--- Start of DATASET ENTRIES ---
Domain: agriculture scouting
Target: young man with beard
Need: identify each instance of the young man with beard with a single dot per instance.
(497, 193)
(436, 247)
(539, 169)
--- End of DATASET ENTRIES ---
## DIRECTIVE
Return each line of the material above without any change.

## FULL ANSWER
Domain: agriculture scouting
Target: young man with beard
Need: identify each instance of the young man with beard with a single dot per instance.
(497, 193)
(436, 247)
(539, 169)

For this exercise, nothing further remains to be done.